● **Description of the task**
Convert everything from the line containing "Return one point per instance of the lips" down to the last line of the items below into a JSON list of strings, one string per line, omitting blank lines.

● **Provided data**
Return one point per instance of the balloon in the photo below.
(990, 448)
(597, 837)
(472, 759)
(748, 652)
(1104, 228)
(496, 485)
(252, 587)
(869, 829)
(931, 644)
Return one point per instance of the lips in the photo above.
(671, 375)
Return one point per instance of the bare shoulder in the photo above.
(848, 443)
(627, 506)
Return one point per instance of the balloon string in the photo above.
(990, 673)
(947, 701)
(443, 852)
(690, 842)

● **Answer in full**
[
  "Return one point per instance of the lips in the photo above.",
  "(671, 375)",
  "Return one point per instance of the bare shoulder in the photo above.",
  "(848, 443)",
  "(627, 506)",
  "Return one point per instance of the balloon string in the photo above.",
  "(990, 673)",
  "(947, 701)",
  "(443, 852)",
  "(690, 842)"
]